(Labeled contour rows)
################

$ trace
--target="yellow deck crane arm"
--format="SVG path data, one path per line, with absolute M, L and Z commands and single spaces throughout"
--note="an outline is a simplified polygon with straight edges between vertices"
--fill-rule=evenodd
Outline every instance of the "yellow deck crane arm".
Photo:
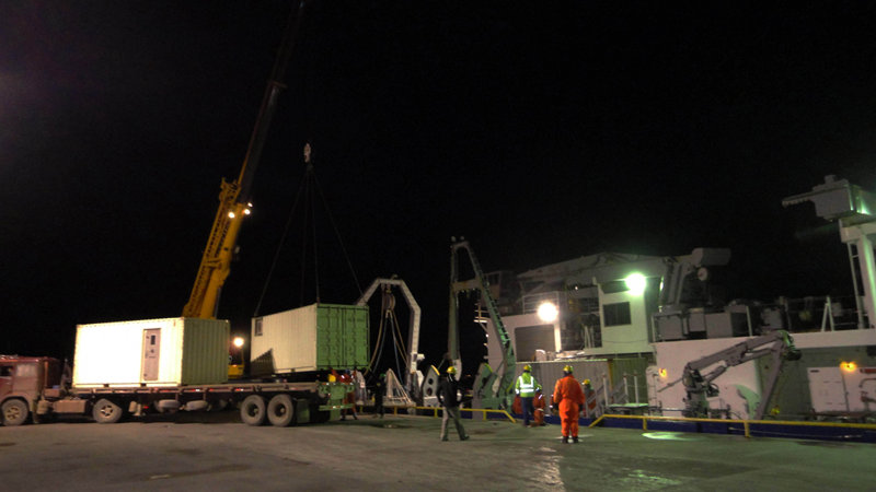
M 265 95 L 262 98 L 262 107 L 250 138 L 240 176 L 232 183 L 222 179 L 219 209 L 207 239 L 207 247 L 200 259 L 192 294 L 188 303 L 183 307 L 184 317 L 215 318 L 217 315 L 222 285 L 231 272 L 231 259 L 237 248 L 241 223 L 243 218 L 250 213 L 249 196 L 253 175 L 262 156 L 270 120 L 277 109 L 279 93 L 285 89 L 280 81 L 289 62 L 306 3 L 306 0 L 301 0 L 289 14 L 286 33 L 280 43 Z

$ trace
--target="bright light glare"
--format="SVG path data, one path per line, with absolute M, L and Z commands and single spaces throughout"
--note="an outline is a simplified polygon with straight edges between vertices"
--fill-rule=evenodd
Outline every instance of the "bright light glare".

################

### WRITTEN PROBLEM
Rewrite every one of these rows in full, requests included, but multiply each coordinate in the answers by 1.75 and round it to a whole number, with halves rounded up. Leave the pictures out of your output.

### ANSWER FOR THE TASK
$ trace
--target="yellow deck crane arm"
--format="SVG path data, one path per line, with absolute M, L and Z commands and single spaces throughout"
--note="an outline is a simplified polygon with straight edges between vertices"
--fill-rule=evenodd
Outline every instance of the "yellow deck crane arm".
Photo:
M 464 166 L 459 172 L 459 187 L 438 242 L 420 308 L 406 320 L 389 313 L 383 366 L 362 418 L 362 432 L 350 453 L 336 515 L 329 530 L 320 537 L 322 555 L 376 557 L 380 551 L 389 499 L 404 476 L 404 453 L 415 434 L 422 390 L 425 382 L 438 373 L 436 343 L 443 306 L 459 273 L 473 210 L 485 191 L 488 163 L 499 156 L 490 142 L 506 109 L 536 5 L 536 0 L 527 0 L 506 25 L 501 58 L 490 75 Z

$ trace
--target="bright light glare"
--format="SVG path data, one path per line, with absolute M, L and Z commands and single spaces throughout"
--note="an outline is a simplified polygon with straight edges between vertices"
--fill-rule=evenodd
Outline every instance of the "bright light glare".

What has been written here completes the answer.